Extrait retenu:
Le 22 juin, le premier ministre Souleymane Ndéné Ndiaye a publiquement dénigré Tine lors d’un entretien diffusé à la radio sénégalaise et publié dans la presse écrite.

Depuis son lit d’hôpital, Tine a décrit à Human Rights Watch l’attaque dont il a fait l’objet :

En début d’après-midi [le 23 juin], je m’en retournais à l’Assemblée nationale pour la manifestation. J’avais entendu hier des menaces proférées à mon encontre, y compris par le premier ministre lui-même. Alors que je passais par une ruelle pour rejoindre la manifestation, j’ai été pris à partie. De jeunes voyous qui se tenaient devant la maison de leur dirigeant Farba Senghor [un membre haut placé du PDS de Wade] m’ont montré du doigt en disant : « Alioune Tine. C’est Alioune Tine. » Ils se sont alors abattus sur moi et m’ont frappé, frappé partout, mais surtout à la tête. Ils étaient nombreux, tout un groupe. Certains m’ont jeté des pierres, d’autres m’ont donné des coups de pied ou frappé à la tête et à la nuque à coups de poing ou avec des pierres pointues. Ils tapaient fort. J’étais debout mais à force de me frapper, ils m’ont fait tomber puis ils ont continué de taper. J’ai essayé de me protéger mais ils ont continué de me frapper.

J’ai dû perdre connaissance mais, heureusement, il se trouvait là des gens qui m’ont sauvé. De jeunes manifestants sont intervenus, m’ont protégé et m’ont enlevé des mains de ceux qui me battaient. Finalement, je suis arrivé aux urgences.

Tine a expliqué à Human Rights Watch qu’il avait vu du sang s’écouler de la bouche de Diallo, durement frappé lors de la même attaque.

[Entrées pour l'identification de lieux]
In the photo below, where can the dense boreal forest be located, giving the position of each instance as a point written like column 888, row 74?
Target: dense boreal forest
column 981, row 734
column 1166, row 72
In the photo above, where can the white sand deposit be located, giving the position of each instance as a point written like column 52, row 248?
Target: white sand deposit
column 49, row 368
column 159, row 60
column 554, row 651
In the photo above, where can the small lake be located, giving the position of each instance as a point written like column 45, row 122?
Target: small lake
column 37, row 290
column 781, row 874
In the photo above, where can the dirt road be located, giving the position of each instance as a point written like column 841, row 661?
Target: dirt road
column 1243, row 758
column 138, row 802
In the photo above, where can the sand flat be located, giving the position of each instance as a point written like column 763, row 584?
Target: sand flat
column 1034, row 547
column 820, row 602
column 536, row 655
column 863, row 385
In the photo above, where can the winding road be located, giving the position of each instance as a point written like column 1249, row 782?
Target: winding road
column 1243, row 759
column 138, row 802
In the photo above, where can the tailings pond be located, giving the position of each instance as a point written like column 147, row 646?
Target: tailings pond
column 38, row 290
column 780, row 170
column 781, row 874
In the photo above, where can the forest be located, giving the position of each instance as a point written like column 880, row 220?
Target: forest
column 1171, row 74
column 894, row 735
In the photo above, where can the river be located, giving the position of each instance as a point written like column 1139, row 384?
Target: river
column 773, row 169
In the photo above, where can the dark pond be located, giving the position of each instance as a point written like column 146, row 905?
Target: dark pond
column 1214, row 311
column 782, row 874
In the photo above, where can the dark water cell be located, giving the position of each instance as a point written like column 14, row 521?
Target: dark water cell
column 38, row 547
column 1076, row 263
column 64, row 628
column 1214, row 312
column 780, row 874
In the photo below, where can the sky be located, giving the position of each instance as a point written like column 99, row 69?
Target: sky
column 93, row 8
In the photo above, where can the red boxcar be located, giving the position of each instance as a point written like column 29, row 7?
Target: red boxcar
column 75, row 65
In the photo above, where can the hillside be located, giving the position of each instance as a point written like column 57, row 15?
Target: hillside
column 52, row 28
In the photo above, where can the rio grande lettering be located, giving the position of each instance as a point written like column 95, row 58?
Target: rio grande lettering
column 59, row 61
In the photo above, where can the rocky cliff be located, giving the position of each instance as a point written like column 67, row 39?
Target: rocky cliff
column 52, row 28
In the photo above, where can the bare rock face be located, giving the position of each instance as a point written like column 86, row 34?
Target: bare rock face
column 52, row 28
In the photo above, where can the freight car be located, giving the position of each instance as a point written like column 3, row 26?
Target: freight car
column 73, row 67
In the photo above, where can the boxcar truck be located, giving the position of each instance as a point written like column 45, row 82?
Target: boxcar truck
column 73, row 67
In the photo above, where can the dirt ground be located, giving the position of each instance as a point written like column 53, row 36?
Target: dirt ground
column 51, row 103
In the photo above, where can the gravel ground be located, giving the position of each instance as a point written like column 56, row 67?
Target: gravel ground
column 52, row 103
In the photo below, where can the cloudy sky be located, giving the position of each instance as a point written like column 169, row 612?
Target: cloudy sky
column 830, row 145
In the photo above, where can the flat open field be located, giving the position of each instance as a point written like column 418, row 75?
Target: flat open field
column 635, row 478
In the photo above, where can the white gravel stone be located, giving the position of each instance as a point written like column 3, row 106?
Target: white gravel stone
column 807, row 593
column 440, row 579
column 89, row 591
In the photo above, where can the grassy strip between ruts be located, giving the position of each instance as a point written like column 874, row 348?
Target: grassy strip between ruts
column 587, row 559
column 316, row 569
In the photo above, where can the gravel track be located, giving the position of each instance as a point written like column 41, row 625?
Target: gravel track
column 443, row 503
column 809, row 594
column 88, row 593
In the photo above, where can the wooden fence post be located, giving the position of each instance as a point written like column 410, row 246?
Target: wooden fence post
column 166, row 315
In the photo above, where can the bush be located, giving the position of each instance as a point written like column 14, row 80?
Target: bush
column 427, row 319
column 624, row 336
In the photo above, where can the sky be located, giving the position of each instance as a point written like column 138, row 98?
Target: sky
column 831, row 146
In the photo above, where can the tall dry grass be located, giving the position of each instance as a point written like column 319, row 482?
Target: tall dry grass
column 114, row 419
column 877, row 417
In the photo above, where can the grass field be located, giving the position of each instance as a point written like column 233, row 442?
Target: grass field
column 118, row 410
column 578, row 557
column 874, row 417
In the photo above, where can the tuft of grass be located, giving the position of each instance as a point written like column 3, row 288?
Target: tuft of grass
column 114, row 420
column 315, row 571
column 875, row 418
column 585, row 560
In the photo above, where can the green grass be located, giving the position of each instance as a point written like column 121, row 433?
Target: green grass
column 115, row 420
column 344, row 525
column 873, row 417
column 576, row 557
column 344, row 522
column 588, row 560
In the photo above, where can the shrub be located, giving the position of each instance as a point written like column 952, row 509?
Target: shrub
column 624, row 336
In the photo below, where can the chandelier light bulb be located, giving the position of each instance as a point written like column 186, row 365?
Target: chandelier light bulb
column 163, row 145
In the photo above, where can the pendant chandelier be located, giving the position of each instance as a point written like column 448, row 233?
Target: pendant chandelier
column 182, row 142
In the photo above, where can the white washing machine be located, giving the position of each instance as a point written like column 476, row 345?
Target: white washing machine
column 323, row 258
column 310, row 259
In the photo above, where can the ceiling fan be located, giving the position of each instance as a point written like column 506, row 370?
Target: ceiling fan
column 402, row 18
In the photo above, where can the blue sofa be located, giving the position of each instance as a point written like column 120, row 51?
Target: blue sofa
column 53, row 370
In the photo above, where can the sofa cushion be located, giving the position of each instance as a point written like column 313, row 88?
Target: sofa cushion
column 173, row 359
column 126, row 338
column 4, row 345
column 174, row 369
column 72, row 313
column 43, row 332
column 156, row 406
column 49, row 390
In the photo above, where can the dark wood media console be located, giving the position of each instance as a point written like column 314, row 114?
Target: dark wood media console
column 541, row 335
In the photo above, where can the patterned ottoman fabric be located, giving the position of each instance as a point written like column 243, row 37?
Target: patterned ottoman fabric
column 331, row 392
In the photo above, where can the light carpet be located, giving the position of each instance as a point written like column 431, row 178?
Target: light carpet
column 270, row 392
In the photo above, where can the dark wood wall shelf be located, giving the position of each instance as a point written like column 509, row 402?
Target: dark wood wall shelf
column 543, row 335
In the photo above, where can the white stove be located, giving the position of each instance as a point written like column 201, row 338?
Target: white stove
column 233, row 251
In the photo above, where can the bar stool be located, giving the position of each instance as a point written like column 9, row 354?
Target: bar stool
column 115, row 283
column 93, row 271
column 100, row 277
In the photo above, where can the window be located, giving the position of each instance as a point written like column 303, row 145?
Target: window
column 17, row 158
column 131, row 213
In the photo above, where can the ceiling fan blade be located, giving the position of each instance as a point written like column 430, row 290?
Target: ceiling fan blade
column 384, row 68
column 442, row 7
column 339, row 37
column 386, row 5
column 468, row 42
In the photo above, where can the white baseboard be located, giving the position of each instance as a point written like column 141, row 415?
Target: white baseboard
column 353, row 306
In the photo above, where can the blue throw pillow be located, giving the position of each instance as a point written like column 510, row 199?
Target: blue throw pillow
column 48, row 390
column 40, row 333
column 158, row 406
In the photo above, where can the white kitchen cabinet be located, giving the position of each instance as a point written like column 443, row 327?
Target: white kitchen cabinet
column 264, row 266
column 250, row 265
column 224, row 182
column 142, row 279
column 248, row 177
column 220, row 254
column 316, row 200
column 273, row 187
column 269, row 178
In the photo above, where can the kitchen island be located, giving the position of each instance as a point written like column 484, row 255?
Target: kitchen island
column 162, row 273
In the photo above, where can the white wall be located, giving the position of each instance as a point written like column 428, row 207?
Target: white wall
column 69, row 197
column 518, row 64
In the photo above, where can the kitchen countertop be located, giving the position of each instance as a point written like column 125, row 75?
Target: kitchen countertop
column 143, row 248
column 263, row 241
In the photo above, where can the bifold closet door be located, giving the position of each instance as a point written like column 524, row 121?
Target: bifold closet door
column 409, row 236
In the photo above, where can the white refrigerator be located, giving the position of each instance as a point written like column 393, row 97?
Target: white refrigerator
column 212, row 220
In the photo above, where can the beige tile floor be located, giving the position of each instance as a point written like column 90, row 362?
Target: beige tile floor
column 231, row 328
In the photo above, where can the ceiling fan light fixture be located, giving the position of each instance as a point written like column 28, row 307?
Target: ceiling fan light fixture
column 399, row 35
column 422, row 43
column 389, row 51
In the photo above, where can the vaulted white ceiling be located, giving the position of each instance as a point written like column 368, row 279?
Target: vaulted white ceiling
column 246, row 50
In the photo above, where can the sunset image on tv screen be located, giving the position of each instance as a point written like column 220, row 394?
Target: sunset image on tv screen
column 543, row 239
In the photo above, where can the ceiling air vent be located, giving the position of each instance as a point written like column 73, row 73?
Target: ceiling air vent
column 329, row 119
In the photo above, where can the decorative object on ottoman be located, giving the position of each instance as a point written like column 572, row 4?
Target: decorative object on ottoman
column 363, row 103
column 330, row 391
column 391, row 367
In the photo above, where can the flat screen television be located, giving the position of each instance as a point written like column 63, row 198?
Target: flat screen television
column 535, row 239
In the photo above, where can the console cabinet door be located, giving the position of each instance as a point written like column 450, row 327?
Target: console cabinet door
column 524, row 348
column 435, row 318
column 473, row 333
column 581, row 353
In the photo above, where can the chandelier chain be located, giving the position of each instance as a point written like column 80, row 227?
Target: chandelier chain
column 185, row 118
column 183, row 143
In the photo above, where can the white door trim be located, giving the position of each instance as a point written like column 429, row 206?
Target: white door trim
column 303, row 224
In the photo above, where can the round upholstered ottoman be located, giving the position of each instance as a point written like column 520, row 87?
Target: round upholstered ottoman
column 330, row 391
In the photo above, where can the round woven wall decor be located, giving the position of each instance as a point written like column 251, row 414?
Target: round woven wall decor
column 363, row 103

Consigne:
Poursuivez l'extrait sur l'agression d'Alioune Tine à partir de sa dernière phrase. Les entrées n'ont aucun lien avec l'extrait sur l'agression d'Alioune Tine.

Réponse:
Human Rights Watch s’est entretenu avec plusieurs autres témoins qui ont donné une description similaire de l’événement, dont un ancien ministre des affaires étrangères, Cheikh Tidiane Gadio, ressorti pratiquement indemne de l’attaque grâce à ses gardes du corps. Gadio a également identifié les assaillants comme étant de jeunes voyous proches de Senghor. La presse sénégalaise a aussi rendu compte de l’attaque ciblée.

Un peu plus tôt, ce même matin du 23 juin, les forces de sécurité avaient dispersé des manifestants, dont Tine et Gadio, au moyen de gaz lacrymogènes, de coups de matraque et de canons à eau. Or, selon Human Rights Watch, elles ne devraient pas faire usage d’une force injustifiée ou excessive à l’encontre de manifestants pacifiques.

Les remarques publiques du premier ministre Ndiaye concernant Tine la veille de l’attaque font d’autant plus craindre que le gouvernement ait pu jouer un rôle dans ces attaques, a affirmé Human Rights Watch. Ndiaye a ainsi déclaré aux médias :

Voilà quelqu’un qui est à la tête d’une ONG [organisation non gouvernementale] depuis plus de vingt ans, sans que personne ne sache comment [elle] fonctionne... Il va et vient en fonction des intérêts qu’il prétend défendre. Pour le moment, il arbore la couleur de l’adversaire et quelquefois même notre couleur.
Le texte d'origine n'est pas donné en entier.